コーディネーターを務めたJCI北信越地区新潟ブロック協議会から持続可能な地域開発委員会の髙橋孝輔委員長

討論会は、全5テーマについてそれぞれフリップに自らのビジョンや政策を記載し、それについてスピーチする方式。回答が1巡した後で互いに質疑応答を行う、という進行。回答の順番はその都度入れ替わる。

各々自己紹介の後、第1問は「自身が得意とする政策分野、議員として何を成し遂げたいか」。

平井候補 「一般目線の経済政策」

「普通のお母さん」「会社員」の目線から物価高で苦しむ一般の人の気持ちを理解する力をアピール。「物の値段がわかります」というパワーワード。参政党はしがらみがないので、議員になったら忖度のない仕事ができることを自らのストロングポイントとした。

打越候補 「誰よりも話しやすい政治家、法律の専門家」

弁護士として女性の尊厳を守る仕事をしてきた経験。国会議員として法律を作る側にまわり、より多くの人の助けになれることに喜びを感じる。現職国会議員として6年間、様々な法制度の運用や改善にかかわってきた強みを強調した。

中村候補 「ふるさと新潟に対する思い・スポーツ、教育、子育て」

新潟生まれ、新潟育ちであることをアピール。親の収入格差で生まれる教育の格差を是正したい。子供たちが多くの体験を通して成長していく機会を作りたい。

第2問目は「人口減少などで喫緊の課題となる地域経済の縮小を止める具体的な政策を」

打越候補 「強くてやさしい新潟県経済をつくる」

地域経済の活性化は賃金アップから。「全国一律最低賃金1,500円」を実現したい。人口の定着には地域の安心、安全の確保も大切。そのためのインフラ整備も必要。新潟県で言えば、農家の個別保障拡張で米の増産を図る。

中村候補 「人口減少対策・経済の活性化」

教育、子育ての支援。Uターン・Iターンの強化。新たな消費、インバウンドの獲得に対する政策。新潟の食や文化のアピールに力を入れる(?)

平井候補 「消費税の段階的廃止・インボイス制度の廃止」

税金・社会保険料の国民負担率が収入の46%を占める状況では生活は楽にならない。これを35%まで引き下げたい。生活に不安があったら結婚する人も、子育てしようという人も増えない。

ここで打越候補から中村候補に質問「人口減少対策の具体的な政策は?」

これに対しては「UIターンの支援」(中村候補)という答えだった。

打越さくら候補(立憲民主党)

第3問目は「教育、子育てについて」

中村候補「すべての子供に質の高い教育の機会を保障」

打越候補「安心の子育て、誰もが均しく学べる環境整備」

平井候補「安心して子育てできる経済政策」

この問題では、平井候補が参政党の政策「15歳まで子供一人当たり10万円の給付金」をぶち上げる。その財源として「現在拠出している、子供家庭庁の年間予算7.3兆円を廃止する」と言及する。一方で立憲民主党が掲げる「児童手当を18歳まで毎月1.5万円」は現実的な線ではある。

平井恵里子候補(参政党)

第4問目は「原発を含むエネルギー政策、柏崎刈羽原発の再稼働について」

__________

課題 1:
討論会の文章について、次の問いに答えよ。
(a) 打越候補は、現職国会議員として何年間、法制度の運用や改善にかかわってきたとしているか。
(b) 平井候補は、国民負担率を何%まで引き下げたいとしているか。
(c) 平井候補が給付金の財源として廃止すると言及したのは何か。
課題 2: 討論会の文章から、「平井候補「安心して子育てできる経済政策」」から「平井恵里子候補(参政党)」までを、両端の語句も含めて抜き出せ。

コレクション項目
__________

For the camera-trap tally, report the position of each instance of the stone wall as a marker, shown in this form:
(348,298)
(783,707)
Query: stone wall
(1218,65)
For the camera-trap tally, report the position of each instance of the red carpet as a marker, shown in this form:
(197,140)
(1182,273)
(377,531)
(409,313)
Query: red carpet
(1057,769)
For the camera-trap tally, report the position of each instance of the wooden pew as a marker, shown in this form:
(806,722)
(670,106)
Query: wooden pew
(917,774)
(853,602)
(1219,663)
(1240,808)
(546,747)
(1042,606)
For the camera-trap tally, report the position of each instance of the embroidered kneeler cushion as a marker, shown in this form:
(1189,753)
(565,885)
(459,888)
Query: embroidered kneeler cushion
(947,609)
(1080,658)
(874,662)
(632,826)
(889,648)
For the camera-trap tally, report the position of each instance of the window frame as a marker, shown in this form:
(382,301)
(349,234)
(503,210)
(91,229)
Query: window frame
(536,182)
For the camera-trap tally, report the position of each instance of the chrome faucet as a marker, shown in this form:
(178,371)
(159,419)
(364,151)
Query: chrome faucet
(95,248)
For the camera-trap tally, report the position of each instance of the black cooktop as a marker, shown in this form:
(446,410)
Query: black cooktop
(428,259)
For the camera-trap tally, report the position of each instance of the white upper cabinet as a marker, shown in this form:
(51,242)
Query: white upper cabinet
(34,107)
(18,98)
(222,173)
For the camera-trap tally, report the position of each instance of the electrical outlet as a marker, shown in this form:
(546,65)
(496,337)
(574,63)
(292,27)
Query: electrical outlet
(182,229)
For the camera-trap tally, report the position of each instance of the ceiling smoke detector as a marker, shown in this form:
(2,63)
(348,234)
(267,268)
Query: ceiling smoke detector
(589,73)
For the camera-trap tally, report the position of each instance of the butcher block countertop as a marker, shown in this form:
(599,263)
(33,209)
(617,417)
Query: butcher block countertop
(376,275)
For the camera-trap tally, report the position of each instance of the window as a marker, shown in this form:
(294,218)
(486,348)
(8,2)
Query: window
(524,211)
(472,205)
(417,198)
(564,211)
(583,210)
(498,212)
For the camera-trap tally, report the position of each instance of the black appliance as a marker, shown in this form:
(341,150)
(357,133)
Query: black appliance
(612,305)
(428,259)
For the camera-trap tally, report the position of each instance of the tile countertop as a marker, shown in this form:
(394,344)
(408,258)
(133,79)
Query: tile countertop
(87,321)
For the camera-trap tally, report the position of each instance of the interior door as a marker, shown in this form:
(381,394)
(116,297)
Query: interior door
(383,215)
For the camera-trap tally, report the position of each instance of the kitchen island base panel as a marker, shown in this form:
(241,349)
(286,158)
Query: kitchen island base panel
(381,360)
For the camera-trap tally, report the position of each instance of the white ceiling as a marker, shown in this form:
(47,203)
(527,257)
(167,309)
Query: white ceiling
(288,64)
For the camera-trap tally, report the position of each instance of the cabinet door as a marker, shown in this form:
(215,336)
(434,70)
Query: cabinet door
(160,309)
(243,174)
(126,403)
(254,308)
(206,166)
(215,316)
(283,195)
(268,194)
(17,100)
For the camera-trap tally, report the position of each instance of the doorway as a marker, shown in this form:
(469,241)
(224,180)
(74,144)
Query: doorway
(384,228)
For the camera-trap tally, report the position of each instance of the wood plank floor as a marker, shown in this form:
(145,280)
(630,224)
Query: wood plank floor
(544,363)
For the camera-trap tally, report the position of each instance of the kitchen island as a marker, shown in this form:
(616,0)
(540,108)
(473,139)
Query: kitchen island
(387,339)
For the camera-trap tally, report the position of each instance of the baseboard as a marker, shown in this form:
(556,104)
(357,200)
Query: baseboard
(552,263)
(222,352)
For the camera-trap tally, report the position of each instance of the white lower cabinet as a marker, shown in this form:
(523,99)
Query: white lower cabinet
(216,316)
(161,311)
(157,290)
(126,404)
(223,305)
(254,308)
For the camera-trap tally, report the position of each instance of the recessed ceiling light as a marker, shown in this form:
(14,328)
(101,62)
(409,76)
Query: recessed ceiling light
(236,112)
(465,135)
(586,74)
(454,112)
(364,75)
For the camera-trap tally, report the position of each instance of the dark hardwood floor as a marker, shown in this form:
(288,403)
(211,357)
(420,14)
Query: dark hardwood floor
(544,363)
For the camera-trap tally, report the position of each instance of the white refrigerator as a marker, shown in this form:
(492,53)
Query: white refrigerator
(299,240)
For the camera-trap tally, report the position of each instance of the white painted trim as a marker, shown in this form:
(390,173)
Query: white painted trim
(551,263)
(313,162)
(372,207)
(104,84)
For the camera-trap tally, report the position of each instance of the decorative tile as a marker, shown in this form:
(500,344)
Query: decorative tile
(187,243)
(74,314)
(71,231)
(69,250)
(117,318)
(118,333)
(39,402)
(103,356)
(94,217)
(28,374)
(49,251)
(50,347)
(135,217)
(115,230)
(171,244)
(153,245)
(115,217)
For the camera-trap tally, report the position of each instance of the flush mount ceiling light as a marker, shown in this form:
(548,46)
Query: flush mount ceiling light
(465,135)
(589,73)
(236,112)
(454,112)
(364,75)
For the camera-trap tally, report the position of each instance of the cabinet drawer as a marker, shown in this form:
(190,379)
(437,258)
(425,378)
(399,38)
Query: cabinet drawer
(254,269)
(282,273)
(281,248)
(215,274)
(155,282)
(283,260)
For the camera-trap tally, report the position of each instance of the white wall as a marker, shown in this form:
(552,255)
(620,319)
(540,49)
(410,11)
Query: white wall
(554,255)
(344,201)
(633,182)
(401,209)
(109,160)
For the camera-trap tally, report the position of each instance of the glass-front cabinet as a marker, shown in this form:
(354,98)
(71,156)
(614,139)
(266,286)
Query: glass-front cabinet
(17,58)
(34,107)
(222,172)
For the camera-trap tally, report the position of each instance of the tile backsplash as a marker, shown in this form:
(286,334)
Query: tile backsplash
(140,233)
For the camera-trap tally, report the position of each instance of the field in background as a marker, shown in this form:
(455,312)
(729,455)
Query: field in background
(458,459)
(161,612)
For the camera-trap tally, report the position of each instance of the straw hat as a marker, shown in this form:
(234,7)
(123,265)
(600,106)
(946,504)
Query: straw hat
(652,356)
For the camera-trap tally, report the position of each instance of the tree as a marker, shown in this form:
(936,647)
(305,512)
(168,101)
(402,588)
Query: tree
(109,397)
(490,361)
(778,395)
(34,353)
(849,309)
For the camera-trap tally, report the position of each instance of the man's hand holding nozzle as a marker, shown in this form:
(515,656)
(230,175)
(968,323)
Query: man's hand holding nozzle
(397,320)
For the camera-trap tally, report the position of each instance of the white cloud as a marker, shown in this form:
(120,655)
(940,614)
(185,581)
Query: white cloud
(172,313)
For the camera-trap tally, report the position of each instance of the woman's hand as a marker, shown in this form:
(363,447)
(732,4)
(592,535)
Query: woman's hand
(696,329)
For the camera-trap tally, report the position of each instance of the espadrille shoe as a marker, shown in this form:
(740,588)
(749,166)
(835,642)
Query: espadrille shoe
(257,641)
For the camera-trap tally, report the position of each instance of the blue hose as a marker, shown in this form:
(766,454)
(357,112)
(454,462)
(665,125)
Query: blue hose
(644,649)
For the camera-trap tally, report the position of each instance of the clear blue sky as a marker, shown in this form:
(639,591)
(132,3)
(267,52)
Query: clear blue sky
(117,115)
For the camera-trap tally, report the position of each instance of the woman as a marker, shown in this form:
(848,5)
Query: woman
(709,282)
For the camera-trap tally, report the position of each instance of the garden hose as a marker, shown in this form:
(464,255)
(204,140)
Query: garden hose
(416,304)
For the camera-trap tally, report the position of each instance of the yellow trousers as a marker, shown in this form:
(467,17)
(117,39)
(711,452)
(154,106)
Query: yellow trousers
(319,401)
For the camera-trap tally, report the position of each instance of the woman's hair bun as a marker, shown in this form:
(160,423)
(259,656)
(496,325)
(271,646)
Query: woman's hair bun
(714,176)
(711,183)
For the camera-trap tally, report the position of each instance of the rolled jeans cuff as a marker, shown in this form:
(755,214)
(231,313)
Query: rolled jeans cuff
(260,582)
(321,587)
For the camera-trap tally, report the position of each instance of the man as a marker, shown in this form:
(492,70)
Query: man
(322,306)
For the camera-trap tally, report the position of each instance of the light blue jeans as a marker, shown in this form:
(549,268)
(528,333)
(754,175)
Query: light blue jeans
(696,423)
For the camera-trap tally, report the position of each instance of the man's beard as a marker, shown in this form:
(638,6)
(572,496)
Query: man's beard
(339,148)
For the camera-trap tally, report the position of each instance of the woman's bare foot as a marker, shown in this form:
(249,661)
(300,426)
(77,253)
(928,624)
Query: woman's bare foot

__________

正答 1:
(a) 6年間
(b) 35%
(c) 子供家庭庁の年間予算7.3兆円

正答 2:
平井候補「安心して子育てできる経済政策」

この問題では、平井候補が参政党の政策「15歳まで子供一人当たり10万円の給付金」をぶち上げる。その財源として「現在拠出している、子供家庭庁の年間予算7.3兆円を廃止する」と言及する。一方で立憲民主党が掲げる「児童手当を18歳まで毎月1.5万円」は現実的な線ではある。

平井恵里子候補(参政党)